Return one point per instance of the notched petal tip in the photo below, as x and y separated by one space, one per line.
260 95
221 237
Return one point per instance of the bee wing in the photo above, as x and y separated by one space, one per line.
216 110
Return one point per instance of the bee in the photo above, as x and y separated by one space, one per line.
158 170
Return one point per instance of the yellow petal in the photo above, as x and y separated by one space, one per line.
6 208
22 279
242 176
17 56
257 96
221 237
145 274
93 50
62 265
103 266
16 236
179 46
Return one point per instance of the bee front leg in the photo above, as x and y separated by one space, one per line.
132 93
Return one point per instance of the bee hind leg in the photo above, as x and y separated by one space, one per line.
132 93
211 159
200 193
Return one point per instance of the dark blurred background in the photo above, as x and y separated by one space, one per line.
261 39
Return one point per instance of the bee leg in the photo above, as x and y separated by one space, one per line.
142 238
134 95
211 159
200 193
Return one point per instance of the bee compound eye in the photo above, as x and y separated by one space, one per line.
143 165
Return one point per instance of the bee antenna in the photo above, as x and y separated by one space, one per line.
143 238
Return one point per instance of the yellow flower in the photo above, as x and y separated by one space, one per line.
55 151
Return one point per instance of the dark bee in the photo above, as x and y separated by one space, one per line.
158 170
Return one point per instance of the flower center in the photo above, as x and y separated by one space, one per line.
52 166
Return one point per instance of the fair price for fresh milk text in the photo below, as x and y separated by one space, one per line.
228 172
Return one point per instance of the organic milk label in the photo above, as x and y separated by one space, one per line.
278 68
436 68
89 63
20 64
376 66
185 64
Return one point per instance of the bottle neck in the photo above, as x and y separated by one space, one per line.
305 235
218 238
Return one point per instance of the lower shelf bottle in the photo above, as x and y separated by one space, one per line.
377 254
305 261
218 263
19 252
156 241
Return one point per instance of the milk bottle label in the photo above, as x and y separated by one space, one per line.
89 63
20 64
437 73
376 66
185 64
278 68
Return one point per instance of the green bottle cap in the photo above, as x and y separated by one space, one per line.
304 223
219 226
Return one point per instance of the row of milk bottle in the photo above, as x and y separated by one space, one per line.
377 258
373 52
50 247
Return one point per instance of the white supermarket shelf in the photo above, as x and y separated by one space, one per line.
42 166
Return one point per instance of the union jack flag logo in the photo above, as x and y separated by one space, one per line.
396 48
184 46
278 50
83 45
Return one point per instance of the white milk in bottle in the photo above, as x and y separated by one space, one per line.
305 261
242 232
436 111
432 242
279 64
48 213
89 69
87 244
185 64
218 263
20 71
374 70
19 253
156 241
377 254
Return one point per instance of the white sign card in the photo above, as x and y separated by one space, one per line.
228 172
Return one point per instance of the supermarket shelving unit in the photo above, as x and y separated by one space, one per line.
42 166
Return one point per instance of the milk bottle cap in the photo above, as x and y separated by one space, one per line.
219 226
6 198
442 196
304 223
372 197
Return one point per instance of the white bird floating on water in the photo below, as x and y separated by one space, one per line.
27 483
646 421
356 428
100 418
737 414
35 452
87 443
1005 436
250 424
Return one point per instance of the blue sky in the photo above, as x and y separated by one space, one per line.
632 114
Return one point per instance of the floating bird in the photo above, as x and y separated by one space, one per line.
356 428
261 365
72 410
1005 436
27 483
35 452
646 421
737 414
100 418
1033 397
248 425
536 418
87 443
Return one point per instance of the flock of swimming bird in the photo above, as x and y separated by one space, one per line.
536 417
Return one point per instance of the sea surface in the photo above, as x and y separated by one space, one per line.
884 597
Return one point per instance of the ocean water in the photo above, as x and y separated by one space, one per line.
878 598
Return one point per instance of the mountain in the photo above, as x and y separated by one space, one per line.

CHALLENGE:
Print every line of the listing above again, unchanged and in the same order.

SOLUTION TO THIS PROBLEM:
Return one point per instance of the notched petal tip in the photo below, as x and y separated by one space, one per line.
260 95
221 237
Return one point per instance of the bee wing in the photo above, as x and y separated by one space, one per line.
216 110
Return one point per instance of the bee in the photo above, as x and y separated by one space, one per line.
158 170
Return one point per instance of the yellow petal in the photo above, as x and y separated by one space, one per line.
6 208
22 279
242 176
17 56
257 96
221 237
145 274
93 50
62 265
103 266
16 236
179 46
Return one point per instance of the bee front leg in the photo above, as x and y separated by one space, one per line.
132 93
Return one point per instance of the bee hind leg in the photo above, as x and y separated by one space, one per line.
132 93
211 159
200 193
Return one point per instance of the dark blurred background in the photo above, as x and y separated by one space, one per line.
261 39
Return one point per instance of the bee leg in the photo above, as x and y separated by one space, one per line.
142 238
134 95
211 159
200 193
Return one point per instance of the bee compound eye in the photo above, as x and y separated by one space, one per line.
143 165
Return one point per instance of the bee antenna in the photo above, as x and y separated by one space, one per line.
143 238
Return one point per instance of the yellow flower in the photo above, as x and y separated by one space, one per line.
55 151
Return one point per instance of the dark bee in the photo above, as x and y separated by one space, one per line.
158 170
Return one point per instance of the flower center in the photo above, as x and y separated by one space, one per line.
52 166
Return one point per instance of the fair price for fresh milk text in the photo below, as x and y separated by one space, one per line.
228 172
Return one point per instance of the organic milk label in the photo above, as x and y separated by one space, one per line.
278 68
436 68
89 63
20 64
376 66
185 64
Return one point per instance of the bottle neck in the photo above, as x and y separated by one space, one per line.
305 235
218 238
Return one point per instance of the lower shelf bottle in the photo above, as x and y separated by one space, one per line.
377 254
305 261
218 263
19 252
156 241
Return one point per instance of the milk bottle label in the photo above, as x and y separated by one space, one per line.
89 63
20 64
437 73
376 66
185 64
278 68
Return one point per instance of the green bottle cap in the photo above, as x and y separated by one space, one per line.
304 223
219 226
Return one point per instance of the row of milk bottle in the photo above, as x and y separated by one space, one per line.
377 258
373 52
50 247
Return one point per instance of the white supermarket shelf in the photo above, as x and y separated by one space, one per line.
42 166
Return one point per instance of the union jack flag logo in the photo above, as x and y separated by one space, one per line.
396 48
184 46
278 50
83 45
Return one point per instance of the white milk in bottle in the photo above, as x and y separated by one space, one per line.
305 261
242 232
436 111
432 242
279 64
48 213
89 69
87 244
185 64
218 263
20 71
374 70
19 253
156 241
377 254
Return one point per instance of the white sign card in the photo above, as x and y separated by one space, one per line.
228 172
Return one point per instance of the supermarket shelving unit in the photo above, as x and y separated by one space, one per line.
42 166
Return one point per instance of the milk bottle cap in the photo above, as x and y separated by one space, one per line.
219 226
6 198
442 196
304 223
372 197
Return one point per instance of the white bird floating on water in the photo below, as x and y separated by one space, one per line.
27 483
646 421
356 428
100 418
737 414
35 452
87 443
1005 436
250 424
Return one point per instance of the blue sky in the photo above, as x and y separated by one space, one per line.
632 114
Return one point per instance of the floating bird in the photo above, as x and y separated by one space, one per line.
356 428
261 365
72 410
1005 436
27 483
35 452
646 421
737 414
100 418
1033 397
248 425
536 418
87 443
Return one point per instance of the flock of swimming bird in the photo above, as x and y separated by one space, one per line.
536 417
Return one point per instance of the sea surface in the photo above, as x and y separated by one space, one per line.
884 597
Return one point per instance of the ocean water in the photo above, as x and y separated by one space, one per line.
878 598
Return one point per instance of the mountain in the photo above, as x and y separated by one space, one per line.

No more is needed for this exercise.